The ONE day of the year I used to hate!

Sometimes we’re just stuck… 

Like your shoes are glued to ground. You cannot move forward.

Are you stuck n’between old and new?

I’m sure you’ve noticed this during the holidays. You’re sitting at the dinner table with familiar faces in a familiar environment, but something feels a little awkward. Or you go home for the holidays and your 30-year-old self is trapped in your 13 year old bedroom. 

It’s like you’re a different person. Something inside you has shifted. You’ve grown, you’ve learned, you’ve experienced but you’re stuck in this old space and maybe the new you doesn’t know how to act. It feels a little odd, maybe even surreal.

So you time travel back to an old familiar role or dynamic and you cannot seem to shake it off.

You revert back to old tendencies and take on a previous mindset. It’s like the old version of yourself takes over and you start to lose control. You struggle to maintain the real and present version of you.

In these moments, you may feel hopeless. Like there is a weight on your shoulders.

I’ve been feeling this exact way every single year on this particular day: December 29th.

Today is my bday.

Yes, my birthday is of course tucked n’between Christmas and New Year. 

The last week of December is always a blur. Each day blends with the other. : Is it Thursday? Sunday? Wednesday?! I had to triple check to make sure today really was my birthday.

[Entries excerpted from a collection]
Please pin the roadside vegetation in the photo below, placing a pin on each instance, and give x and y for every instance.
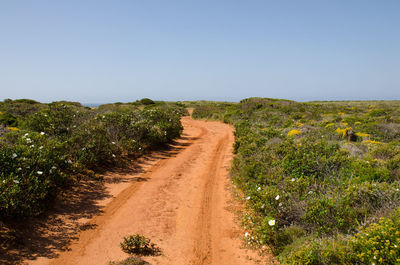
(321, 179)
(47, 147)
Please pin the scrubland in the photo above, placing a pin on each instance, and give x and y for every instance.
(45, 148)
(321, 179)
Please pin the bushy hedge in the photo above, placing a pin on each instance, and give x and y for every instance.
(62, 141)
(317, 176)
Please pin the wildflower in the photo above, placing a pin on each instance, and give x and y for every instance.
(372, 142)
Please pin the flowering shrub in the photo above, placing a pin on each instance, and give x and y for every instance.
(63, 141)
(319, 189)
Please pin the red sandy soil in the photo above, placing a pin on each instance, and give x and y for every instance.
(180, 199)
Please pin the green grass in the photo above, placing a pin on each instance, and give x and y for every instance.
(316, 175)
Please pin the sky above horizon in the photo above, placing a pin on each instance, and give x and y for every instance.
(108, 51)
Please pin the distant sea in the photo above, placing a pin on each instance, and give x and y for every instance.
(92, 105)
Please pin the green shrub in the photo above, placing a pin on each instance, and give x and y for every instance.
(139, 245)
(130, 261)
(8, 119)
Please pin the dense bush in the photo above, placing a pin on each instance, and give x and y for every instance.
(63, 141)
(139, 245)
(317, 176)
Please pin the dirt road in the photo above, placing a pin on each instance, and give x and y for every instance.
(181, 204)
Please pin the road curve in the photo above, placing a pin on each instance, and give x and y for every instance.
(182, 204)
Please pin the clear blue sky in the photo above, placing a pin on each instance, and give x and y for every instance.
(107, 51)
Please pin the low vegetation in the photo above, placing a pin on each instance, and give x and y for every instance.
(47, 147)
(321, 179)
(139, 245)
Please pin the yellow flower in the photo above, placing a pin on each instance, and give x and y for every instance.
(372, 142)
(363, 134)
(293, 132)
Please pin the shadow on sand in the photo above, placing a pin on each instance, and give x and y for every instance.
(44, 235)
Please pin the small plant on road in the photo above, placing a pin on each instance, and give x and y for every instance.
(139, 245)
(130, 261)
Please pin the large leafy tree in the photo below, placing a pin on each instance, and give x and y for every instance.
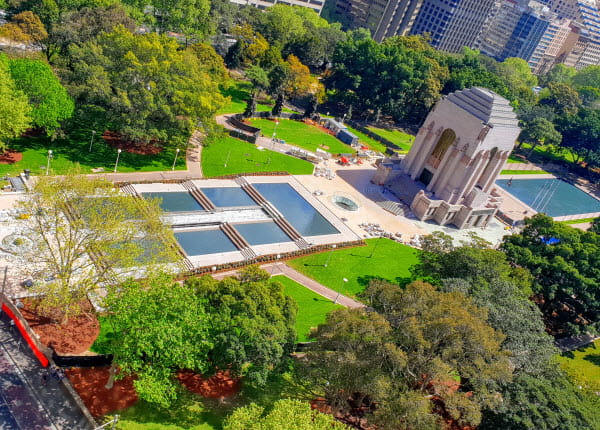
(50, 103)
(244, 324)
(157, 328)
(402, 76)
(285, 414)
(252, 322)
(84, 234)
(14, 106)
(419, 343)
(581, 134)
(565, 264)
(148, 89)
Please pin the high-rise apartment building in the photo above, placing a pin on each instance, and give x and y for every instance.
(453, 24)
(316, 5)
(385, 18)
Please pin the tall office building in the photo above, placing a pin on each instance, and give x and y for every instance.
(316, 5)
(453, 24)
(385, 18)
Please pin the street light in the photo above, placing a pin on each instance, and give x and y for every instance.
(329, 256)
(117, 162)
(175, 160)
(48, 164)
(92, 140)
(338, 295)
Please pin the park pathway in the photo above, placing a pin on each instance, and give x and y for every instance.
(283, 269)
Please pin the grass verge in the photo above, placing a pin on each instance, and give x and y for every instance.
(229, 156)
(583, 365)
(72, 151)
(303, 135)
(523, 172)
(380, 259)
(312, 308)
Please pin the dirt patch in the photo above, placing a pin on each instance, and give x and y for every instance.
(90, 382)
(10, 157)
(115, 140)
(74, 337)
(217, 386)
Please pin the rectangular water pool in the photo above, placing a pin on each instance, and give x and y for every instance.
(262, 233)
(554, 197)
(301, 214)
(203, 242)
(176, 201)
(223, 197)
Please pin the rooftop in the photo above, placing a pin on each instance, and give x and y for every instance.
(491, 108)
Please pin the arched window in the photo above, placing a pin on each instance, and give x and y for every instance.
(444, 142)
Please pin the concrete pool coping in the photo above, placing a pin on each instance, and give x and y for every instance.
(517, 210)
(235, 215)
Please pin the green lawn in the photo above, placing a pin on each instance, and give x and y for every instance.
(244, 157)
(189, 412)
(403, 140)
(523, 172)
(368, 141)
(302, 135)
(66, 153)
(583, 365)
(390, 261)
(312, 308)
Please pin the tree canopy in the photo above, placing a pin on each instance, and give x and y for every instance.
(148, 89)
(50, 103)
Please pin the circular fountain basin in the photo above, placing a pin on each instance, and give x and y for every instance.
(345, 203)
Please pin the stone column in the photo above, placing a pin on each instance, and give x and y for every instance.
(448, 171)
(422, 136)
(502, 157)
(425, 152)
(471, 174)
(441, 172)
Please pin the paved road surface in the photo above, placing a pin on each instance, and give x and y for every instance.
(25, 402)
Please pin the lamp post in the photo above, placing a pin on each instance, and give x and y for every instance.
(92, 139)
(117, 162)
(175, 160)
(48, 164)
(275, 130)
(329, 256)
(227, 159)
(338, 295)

* _Exercise tasks_:
**a)** According to the post, what is the date of the writer's birthday?
**b)** How many lines of the entries contain the string "pool"? Case counts. Give only the number.

* _Solutions_:
**a)** December 29th.

**b)** 2